**Task item:**
From the listing below, reproduce word for word the part that opens with the line containing "Annotation task — tag each instance of the distant treeline" and closes with the line containing "Annotation task — tag each instance of the green tree"; reproduce nothing else.

**Records shown:**
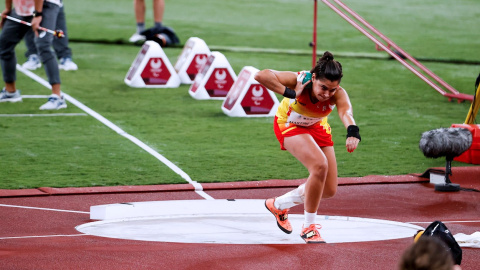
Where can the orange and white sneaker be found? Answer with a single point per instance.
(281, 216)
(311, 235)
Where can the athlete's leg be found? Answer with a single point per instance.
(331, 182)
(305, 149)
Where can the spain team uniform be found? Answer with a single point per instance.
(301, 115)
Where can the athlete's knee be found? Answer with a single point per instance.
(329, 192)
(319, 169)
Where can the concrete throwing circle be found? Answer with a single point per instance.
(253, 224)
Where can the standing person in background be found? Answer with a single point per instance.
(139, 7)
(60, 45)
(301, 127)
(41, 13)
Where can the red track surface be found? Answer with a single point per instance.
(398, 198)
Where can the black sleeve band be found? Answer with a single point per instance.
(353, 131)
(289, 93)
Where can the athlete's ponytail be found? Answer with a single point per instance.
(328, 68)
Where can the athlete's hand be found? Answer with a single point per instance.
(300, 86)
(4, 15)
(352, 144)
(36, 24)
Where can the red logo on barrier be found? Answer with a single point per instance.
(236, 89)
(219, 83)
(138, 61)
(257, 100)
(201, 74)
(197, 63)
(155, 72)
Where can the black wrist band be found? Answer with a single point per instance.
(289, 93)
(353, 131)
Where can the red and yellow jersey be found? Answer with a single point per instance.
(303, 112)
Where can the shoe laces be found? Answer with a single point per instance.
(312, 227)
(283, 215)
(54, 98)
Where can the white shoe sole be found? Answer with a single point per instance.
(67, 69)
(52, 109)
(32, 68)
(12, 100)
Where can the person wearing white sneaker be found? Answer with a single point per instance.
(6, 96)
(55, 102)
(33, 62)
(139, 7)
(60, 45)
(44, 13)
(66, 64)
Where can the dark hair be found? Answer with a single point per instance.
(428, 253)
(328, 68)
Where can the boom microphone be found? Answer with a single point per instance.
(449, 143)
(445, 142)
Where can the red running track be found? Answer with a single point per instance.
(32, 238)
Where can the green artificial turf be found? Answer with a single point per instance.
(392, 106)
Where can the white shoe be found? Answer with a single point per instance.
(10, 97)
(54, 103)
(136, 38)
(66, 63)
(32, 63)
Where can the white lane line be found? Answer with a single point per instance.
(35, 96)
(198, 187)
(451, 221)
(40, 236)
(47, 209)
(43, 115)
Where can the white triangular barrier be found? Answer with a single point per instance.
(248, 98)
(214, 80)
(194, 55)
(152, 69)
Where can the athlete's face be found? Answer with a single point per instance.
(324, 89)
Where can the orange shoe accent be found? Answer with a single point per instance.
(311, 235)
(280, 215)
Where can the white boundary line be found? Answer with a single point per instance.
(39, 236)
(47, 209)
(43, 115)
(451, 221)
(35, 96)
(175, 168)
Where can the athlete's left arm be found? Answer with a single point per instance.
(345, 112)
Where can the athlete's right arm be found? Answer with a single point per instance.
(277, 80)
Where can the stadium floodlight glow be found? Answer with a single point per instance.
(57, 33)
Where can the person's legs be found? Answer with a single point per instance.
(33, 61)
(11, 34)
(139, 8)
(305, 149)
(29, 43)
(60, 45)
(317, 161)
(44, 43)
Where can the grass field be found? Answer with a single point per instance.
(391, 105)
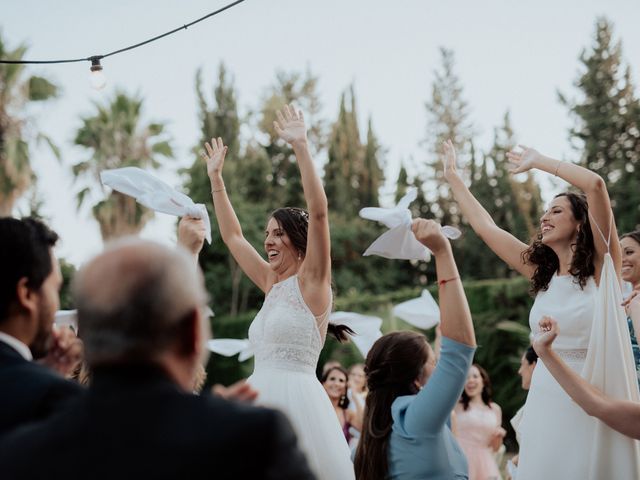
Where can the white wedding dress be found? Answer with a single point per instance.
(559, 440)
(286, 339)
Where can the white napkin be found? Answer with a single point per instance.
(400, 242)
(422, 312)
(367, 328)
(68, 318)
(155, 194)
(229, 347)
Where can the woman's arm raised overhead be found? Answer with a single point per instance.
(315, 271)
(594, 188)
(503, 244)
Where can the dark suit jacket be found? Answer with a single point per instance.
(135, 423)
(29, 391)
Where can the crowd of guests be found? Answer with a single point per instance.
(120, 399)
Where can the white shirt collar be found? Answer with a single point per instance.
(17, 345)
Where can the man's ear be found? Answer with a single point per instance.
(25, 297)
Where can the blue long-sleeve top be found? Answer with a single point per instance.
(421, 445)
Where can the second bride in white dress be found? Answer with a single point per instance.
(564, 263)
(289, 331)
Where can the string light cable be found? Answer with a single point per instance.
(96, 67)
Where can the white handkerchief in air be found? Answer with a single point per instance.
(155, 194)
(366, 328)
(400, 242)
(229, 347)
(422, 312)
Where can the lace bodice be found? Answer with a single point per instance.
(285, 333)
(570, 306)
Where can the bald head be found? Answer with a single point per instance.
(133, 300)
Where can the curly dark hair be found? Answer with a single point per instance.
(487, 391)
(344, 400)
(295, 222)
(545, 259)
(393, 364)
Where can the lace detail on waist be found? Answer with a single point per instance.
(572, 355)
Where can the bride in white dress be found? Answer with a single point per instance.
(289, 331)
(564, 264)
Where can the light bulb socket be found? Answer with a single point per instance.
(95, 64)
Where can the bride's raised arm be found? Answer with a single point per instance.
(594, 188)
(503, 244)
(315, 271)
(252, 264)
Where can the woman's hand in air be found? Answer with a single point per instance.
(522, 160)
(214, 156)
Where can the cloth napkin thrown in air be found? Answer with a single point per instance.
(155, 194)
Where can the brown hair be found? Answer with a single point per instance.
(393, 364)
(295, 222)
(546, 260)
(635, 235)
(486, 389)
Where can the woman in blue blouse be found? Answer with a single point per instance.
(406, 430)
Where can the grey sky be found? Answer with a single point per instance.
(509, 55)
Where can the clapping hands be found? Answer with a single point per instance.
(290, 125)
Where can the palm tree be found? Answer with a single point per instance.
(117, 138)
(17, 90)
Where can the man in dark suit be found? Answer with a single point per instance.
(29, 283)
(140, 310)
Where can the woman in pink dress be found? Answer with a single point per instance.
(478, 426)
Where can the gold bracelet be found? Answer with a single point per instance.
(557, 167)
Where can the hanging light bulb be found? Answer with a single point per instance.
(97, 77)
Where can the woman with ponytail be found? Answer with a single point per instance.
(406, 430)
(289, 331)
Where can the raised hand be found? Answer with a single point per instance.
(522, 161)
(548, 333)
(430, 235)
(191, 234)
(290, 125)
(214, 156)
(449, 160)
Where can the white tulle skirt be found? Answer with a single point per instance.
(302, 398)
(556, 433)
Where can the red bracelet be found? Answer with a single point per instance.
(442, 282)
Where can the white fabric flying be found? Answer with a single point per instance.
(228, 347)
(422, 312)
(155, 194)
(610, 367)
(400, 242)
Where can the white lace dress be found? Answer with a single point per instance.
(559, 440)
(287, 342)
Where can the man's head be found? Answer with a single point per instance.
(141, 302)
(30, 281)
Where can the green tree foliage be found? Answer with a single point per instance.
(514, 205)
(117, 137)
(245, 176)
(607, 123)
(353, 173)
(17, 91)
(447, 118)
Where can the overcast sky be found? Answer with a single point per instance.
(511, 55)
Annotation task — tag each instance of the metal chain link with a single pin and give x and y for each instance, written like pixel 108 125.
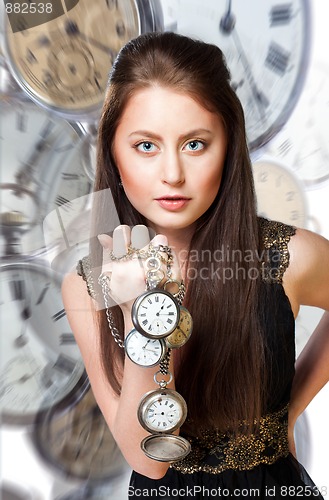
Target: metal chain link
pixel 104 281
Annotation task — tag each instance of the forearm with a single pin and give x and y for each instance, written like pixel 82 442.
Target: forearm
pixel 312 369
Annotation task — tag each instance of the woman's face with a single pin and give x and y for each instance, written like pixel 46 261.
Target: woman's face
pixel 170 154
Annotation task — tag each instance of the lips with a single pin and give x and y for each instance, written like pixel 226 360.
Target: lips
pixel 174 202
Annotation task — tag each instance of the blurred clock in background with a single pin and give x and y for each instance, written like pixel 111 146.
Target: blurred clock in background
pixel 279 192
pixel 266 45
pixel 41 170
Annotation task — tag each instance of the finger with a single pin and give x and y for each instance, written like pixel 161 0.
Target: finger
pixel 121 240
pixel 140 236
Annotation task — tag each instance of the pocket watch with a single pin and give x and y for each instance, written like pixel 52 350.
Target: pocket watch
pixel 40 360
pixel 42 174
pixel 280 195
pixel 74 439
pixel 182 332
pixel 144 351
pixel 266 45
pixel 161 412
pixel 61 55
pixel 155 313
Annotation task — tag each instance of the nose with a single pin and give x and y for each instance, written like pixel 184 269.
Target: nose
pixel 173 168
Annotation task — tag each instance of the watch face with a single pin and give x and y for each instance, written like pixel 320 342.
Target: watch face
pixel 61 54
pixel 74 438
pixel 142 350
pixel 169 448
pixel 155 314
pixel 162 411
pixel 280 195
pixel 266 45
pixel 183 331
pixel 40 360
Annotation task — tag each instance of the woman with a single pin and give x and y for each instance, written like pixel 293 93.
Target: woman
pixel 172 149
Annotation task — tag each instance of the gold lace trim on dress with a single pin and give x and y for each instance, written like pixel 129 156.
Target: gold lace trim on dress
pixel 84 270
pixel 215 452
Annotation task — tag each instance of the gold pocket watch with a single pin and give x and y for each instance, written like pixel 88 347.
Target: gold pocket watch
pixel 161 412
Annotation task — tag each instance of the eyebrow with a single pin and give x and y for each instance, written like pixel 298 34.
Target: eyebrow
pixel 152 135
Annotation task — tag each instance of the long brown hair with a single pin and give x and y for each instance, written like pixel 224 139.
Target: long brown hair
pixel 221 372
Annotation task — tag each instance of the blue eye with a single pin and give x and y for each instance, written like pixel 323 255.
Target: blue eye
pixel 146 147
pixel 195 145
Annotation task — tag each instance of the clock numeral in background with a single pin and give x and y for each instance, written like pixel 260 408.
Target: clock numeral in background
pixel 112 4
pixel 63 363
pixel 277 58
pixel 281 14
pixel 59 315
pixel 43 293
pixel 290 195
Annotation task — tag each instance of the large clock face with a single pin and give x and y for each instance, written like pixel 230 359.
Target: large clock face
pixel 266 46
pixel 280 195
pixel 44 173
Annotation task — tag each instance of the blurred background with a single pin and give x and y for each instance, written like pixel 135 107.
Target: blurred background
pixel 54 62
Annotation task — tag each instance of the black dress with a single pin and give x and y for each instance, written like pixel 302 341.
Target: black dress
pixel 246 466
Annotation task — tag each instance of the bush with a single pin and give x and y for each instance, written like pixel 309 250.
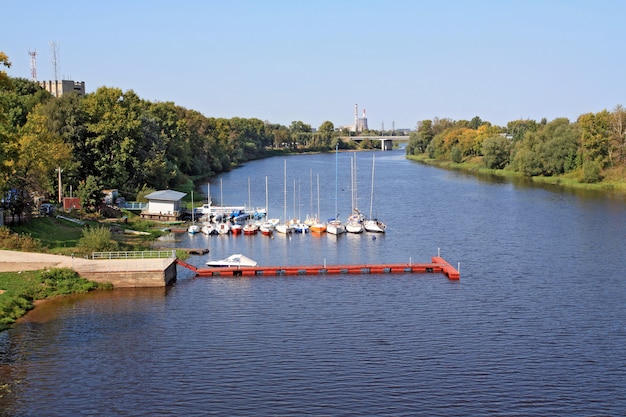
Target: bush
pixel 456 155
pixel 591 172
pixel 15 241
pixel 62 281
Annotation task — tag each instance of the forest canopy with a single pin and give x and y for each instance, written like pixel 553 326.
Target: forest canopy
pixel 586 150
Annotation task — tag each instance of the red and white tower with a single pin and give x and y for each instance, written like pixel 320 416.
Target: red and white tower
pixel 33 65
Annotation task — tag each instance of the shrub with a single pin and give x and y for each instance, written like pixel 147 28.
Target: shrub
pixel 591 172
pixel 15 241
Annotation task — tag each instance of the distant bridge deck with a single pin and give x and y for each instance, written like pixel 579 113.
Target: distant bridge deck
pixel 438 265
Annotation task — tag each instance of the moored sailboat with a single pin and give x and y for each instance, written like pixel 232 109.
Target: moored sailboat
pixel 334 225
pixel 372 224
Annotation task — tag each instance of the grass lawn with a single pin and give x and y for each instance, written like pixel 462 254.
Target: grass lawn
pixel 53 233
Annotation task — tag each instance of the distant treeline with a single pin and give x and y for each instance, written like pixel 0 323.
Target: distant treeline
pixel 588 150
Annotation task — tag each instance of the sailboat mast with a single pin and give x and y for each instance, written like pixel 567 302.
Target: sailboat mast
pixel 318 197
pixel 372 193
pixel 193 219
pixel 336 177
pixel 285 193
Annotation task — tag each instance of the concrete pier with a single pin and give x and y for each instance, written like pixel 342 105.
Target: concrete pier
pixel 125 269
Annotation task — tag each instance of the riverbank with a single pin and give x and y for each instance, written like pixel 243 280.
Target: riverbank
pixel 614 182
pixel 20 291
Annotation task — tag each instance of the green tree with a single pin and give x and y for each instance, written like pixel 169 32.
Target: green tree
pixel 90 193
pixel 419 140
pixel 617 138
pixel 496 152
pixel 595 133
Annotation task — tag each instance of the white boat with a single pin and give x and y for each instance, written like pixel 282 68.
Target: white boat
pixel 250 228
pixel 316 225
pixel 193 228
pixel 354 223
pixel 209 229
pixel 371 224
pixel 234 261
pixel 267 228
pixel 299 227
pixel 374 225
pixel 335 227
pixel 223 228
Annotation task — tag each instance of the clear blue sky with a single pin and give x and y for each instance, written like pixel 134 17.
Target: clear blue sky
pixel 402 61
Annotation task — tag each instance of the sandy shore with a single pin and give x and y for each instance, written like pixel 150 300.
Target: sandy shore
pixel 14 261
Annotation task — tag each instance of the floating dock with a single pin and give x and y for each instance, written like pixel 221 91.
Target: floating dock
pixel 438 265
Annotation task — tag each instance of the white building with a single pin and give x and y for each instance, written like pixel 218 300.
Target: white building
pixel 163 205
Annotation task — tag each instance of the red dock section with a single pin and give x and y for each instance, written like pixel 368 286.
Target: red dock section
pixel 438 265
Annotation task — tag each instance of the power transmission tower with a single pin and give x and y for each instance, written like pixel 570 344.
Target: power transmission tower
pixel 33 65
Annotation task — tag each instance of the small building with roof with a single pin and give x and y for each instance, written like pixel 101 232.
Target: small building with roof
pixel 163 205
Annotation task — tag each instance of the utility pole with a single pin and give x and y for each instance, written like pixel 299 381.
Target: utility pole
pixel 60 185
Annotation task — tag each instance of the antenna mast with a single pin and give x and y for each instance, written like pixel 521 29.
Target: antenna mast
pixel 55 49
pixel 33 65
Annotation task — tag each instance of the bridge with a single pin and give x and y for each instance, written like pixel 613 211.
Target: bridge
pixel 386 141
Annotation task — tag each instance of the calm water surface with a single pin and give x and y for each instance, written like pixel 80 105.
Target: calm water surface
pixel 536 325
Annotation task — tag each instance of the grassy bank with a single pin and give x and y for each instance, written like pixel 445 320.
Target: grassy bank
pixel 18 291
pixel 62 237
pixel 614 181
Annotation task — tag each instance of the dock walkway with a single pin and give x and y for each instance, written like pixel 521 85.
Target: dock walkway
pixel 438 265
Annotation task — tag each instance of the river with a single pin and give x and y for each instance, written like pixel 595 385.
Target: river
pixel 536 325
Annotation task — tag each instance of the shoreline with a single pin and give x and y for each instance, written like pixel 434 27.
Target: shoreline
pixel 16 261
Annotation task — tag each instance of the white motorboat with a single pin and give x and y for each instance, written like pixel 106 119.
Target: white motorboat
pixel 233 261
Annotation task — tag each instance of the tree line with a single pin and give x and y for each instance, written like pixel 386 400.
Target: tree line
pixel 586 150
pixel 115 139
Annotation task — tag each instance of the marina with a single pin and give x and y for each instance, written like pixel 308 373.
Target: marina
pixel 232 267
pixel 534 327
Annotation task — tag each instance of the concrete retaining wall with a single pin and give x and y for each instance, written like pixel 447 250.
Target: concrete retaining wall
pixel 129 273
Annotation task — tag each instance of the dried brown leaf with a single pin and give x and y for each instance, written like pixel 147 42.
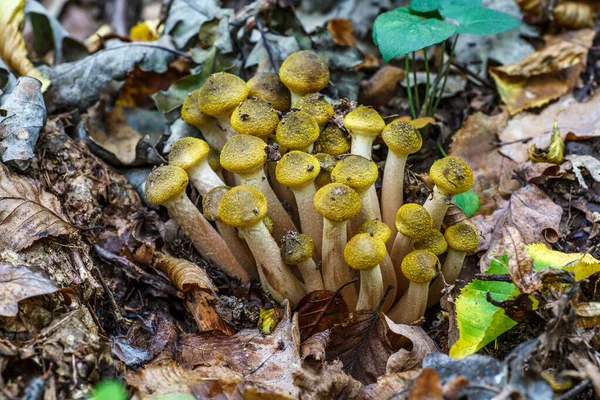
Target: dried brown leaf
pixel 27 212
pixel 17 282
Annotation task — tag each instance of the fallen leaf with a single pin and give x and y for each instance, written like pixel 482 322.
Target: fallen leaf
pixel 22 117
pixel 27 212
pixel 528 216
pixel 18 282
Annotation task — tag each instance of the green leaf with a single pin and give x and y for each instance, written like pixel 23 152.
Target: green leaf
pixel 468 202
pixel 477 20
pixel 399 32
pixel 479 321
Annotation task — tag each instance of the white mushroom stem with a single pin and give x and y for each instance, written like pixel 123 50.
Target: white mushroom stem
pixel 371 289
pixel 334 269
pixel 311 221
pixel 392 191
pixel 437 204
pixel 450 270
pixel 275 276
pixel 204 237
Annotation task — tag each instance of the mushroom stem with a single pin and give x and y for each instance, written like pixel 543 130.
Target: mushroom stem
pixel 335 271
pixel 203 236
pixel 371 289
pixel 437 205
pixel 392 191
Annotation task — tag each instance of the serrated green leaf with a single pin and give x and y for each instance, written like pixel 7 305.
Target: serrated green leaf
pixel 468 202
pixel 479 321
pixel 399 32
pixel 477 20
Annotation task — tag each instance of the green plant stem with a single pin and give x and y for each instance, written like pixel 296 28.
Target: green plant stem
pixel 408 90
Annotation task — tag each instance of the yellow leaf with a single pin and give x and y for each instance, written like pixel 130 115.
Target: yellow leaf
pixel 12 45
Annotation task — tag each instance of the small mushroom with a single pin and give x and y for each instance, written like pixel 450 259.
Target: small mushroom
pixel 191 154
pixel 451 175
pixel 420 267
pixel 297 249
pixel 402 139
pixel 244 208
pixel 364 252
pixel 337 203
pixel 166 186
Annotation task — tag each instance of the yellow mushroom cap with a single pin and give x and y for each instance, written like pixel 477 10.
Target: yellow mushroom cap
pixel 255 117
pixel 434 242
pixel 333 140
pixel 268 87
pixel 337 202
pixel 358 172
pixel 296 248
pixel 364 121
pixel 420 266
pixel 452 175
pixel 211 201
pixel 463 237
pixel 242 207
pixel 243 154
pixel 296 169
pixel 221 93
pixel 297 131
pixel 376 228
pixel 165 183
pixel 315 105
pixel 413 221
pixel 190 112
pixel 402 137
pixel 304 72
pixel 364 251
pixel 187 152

**Response to this task:**
Annotation task — tag each instance of the distant treeline with a single pin and give x and y for each instance, written like pixel 0 323.
Target: distant treeline
pixel 588 150
Annotation task — tag each instance of the sailboat mast with a single pin and give x and y for each instance, written like pixel 567 302.
Target: sailboat mast
pixel 318 197
pixel 372 193
pixel 193 219
pixel 336 177
pixel 285 193
Annotation task — tag each instance of the concrete pier with a single pin and give x and y for each instance, written like pixel 342 105.
Target: concrete pier
pixel 125 269
Annotation task — tag each instance of the riverbank with a single pin and give x and y for each instance, written like pixel 243 280.
Target: riverbank
pixel 614 182
pixel 20 291
Annotation task — tag each instance of the green tree with a single pin and give x and y for each instance, written like pixel 169 32.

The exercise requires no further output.